# Passage for review
When it comes to the most women-friendly states, Minnesota is No. 1.
The personal finance website looked at 19 metrics ranging from how much women make to life expectancy for women. Minnesota got a score of 78.37 out of 100. Vermont came in at No. 2 with a score of 76.08, followed by North Dakota at No. 3, and Massachusetts and New Hampshire rounding out the top five.
Overall, Minnesota ranked No. 1 for "women's economic and social wellbeing" and No. 5 for "women's health and safety." Here's how the women-friendliness for the state breaks down:
- Highest median earnings for female workers (adjusted for cost of living): Minnesota ranks No. 6.
- Lowest unemployment rate for women: No. 4.
- Lowest percentage of women in poverty: No. 6.
- Lowest high school dropout rate for women: No. 2.
- Highest percent of women who voted in the 2012 presidential election: No. 4.
- Lowest female uninsured rate: No. 5.
- Highest life expectancy for women at birth: No. 2.
- Quality of women's hospitals: No. 5.
- Women's preventive health care: No. 13.
Read more about the survey here.
National Women's History Month
National Women's History Week was first established by Congress in 1981, before it was expanded to National Women's History Month in 1987.
The roots for it date back to March 8, 1857, when women from factories in New York City protested over working conditions, the Census Bureau says.
This year's National Women's History Month theme is "honoring trailblazing women in labor and business," according to the National Women's History Project. The project's website says "women have always worked, but often their work has been undervalued and unpaid."
Being underpaid is still an issue today, with the Census Bureau noting the median annual earnings of women age 15 and older who worked full-time in 2015 is $40,742. For men, it was $51,212. That same year, female workers who worked full-time made 80 cents to every dollar their male counterpart earned.

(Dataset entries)
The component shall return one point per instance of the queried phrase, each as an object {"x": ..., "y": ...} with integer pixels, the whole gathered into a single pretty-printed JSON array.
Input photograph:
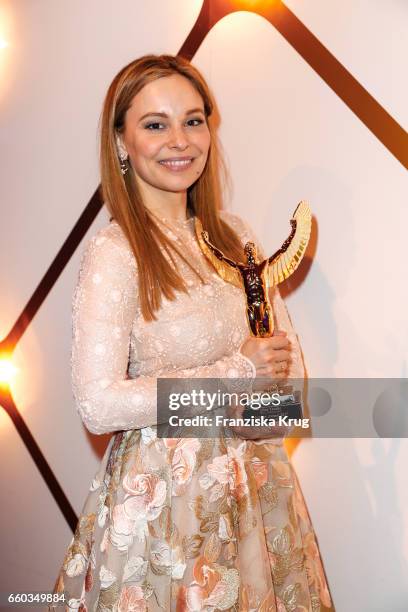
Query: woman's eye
[
  {"x": 156, "y": 125},
  {"x": 199, "y": 121}
]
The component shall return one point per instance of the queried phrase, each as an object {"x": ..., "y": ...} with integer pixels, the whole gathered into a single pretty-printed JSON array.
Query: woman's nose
[{"x": 177, "y": 138}]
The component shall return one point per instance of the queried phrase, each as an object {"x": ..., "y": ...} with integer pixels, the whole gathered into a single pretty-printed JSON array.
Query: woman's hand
[{"x": 270, "y": 356}]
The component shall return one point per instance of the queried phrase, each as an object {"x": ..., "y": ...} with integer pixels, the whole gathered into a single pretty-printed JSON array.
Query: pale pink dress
[{"x": 183, "y": 525}]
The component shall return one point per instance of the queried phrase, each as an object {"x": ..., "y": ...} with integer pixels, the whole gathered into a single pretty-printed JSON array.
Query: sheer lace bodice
[
  {"x": 179, "y": 524},
  {"x": 117, "y": 356}
]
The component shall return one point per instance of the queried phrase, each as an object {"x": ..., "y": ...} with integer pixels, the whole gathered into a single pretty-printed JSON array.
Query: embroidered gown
[{"x": 183, "y": 525}]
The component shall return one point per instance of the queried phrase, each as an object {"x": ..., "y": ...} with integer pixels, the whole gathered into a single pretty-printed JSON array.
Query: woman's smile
[{"x": 179, "y": 164}]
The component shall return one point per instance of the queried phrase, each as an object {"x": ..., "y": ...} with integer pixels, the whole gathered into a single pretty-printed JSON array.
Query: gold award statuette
[{"x": 256, "y": 278}]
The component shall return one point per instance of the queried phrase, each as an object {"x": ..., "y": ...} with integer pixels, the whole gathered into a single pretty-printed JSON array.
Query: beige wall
[{"x": 287, "y": 136}]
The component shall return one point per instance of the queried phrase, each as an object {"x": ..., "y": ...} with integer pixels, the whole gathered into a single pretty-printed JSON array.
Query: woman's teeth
[{"x": 181, "y": 163}]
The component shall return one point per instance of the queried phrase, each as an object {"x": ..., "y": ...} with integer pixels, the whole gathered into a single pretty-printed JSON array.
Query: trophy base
[{"x": 290, "y": 404}]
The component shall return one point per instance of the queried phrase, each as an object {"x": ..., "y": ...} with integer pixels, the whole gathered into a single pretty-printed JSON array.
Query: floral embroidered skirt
[{"x": 193, "y": 525}]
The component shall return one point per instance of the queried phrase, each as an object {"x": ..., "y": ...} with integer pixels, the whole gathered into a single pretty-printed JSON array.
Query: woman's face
[{"x": 166, "y": 135}]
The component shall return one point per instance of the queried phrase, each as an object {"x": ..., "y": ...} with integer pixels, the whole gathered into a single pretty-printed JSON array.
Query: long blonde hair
[{"x": 157, "y": 277}]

# Tasks to complete
A. For each statement about the women-friendly states article, answer yes or no, and quote the exact words from the article that decide it: (i) Vermont scored 76.08. (ii) Minnesota ranks No. 1 for women's preventive health care. (iii) Congress first established National Women's History Month in 1981.
B. Answer these questions from the women-friendly states article:
(i) How many metrics did the personal finance website look at?
(ii) In what year was the week expanded to National Women's History Month?
(iii) What were the median annual earnings in 2015 of men age 15 and older who worked full-time?
This material isn't needed for any of the work here.

# Answers by item number
A.
(i) Yes: "Vermont came in at No. 2 with a score of 76.08"
(ii) No: "Women's preventive health care: No. 13."
(iii) No: "National Women's History Week was first established by Congress in 1981, before it was expanded to National Women's History Month in 1987."

B.
(i) 19
(ii) 1987
(iii) $51,212